Try it:
When you write out the records, keep every line exactly as it is.

(Beginning of Stored data)

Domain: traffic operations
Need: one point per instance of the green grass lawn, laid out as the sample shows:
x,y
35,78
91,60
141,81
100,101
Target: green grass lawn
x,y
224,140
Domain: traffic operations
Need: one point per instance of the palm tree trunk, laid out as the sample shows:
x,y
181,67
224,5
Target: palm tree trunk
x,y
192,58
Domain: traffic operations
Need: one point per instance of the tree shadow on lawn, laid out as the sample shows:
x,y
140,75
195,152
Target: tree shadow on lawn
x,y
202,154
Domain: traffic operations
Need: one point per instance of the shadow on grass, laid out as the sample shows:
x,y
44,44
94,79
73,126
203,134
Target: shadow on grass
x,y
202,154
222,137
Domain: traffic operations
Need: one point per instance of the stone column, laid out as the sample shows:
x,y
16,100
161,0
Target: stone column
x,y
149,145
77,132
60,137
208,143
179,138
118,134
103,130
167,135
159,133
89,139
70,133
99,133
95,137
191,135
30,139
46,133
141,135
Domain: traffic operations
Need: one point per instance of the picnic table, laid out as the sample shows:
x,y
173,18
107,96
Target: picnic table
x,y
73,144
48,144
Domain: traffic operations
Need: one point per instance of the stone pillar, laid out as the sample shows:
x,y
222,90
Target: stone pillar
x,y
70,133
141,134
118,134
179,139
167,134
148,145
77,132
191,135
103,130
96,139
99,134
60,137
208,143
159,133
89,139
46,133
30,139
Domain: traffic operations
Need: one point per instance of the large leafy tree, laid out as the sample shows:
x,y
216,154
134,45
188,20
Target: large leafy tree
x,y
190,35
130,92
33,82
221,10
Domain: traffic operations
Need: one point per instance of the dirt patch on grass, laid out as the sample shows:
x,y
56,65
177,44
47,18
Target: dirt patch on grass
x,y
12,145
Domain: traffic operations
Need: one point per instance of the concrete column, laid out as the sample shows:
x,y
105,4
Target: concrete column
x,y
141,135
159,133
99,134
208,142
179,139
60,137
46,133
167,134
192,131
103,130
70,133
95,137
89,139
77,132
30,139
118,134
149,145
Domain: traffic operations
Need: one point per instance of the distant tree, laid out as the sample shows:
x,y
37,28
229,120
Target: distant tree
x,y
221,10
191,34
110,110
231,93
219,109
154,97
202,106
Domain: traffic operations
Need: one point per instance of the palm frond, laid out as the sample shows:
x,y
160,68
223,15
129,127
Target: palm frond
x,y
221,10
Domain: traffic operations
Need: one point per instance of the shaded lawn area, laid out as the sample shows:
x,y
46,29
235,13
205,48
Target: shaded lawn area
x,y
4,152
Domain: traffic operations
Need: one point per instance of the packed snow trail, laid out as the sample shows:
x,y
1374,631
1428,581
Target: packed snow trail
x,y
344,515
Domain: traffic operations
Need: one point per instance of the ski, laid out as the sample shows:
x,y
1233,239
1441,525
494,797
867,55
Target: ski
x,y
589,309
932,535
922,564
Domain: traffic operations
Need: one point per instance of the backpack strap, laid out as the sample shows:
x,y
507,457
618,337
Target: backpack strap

(End of Stored data)

Answer to the exercise:
Domain: traffic operations
Need: one point per instance of the green grass lawn, laid out as the sample shows:
x,y
35,78
91,60
141,81
100,101
Target: green grass lawn
x,y
224,140
Domain: traffic operations
Need: one point per instance of the palm tree trunk, laid out as the sample shows:
x,y
181,67
224,5
Target: palm tree trunk
x,y
192,58
Domain: traffic operations
Need: one point per instance of the tree shadow on lawn, laid out as the sample shows:
x,y
140,75
195,152
Target: tree shadow on lawn
x,y
202,154
Domain: traffic operations
Need: one point per instance of the shadow on grass, laid out as the sample shows:
x,y
44,44
94,79
73,126
203,134
Target: shadow on grass
x,y
202,154
222,137
Domain: traffic operations
Need: one point per instance of the stone column, laid out as the sample shows:
x,y
16,100
161,0
Target: stone column
x,y
149,145
77,132
60,137
208,143
179,138
118,134
103,130
167,135
159,133
89,139
70,133
99,133
95,137
191,135
30,139
46,133
141,135
Domain: traffic operations
Need: one point per instance of the picnic table, laid out as the sample shows:
x,y
173,18
107,96
Target: picnic table
x,y
73,144
48,144
Domain: traffic operations
Need: one point per instance of the stone pillar, laid out as the sample shows:
x,y
222,90
Target: stone pillar
x,y
70,133
141,134
118,134
179,139
167,134
148,145
77,132
191,135
103,130
96,139
99,134
60,137
208,143
159,133
89,139
46,133
30,139
Domain: traffic operations
Need: one point per instance of the large leafy tree, laid out as the sample shows:
x,y
216,154
134,45
188,20
Target: large leafy tree
x,y
190,35
130,92
33,82
221,10
Domain: traffic operations
Need: one point per instance of the dirt patch on grass, laid out as the sample shows:
x,y
56,65
177,44
47,18
Target: dirt patch on grass
x,y
12,145
Domain: traffic operations
Need: one point per instance of the concrete column, laid out as the sample shows:
x,y
105,4
Target: concrete column
x,y
141,135
159,133
99,134
208,142
179,139
60,137
46,133
167,134
192,131
103,130
70,133
95,137
89,139
77,132
30,139
118,134
149,145
Domain: traffic operations
Need: one point per instance of the distant tree, laid out as the sample shows:
x,y
37,28
229,120
Target: distant tree
x,y
221,10
191,34
110,110
231,93
219,109
154,97
202,106
Domain: traffic operations
Need: one point per instance of the palm frond, laid out as the sample shows:
x,y
160,68
223,15
129,127
Target: palm frond
x,y
221,10
Domain: traffic operations
Need: one point per instance of the shaded lawn area, laid out as the sample shows:
x,y
46,29
235,13
205,48
Target: shaded lawn area
x,y
4,152
Domain: traffic operations
Need: one point per instance of the packed snow trail, laid out as the sample shows:
x,y
1374,631
1428,581
Target: packed snow trail
x,y
344,515
Domain: traffic operations
Need: one point per instance of the ski, laid out as the sample shows:
x,y
1233,239
1441,525
494,797
867,55
Target: ski
x,y
589,309
932,535
922,564
Domain: traffic operations
Need: one point per instance of the backpack strap, laid out as the sample shows:
x,y
507,457
618,337
Target: backpack strap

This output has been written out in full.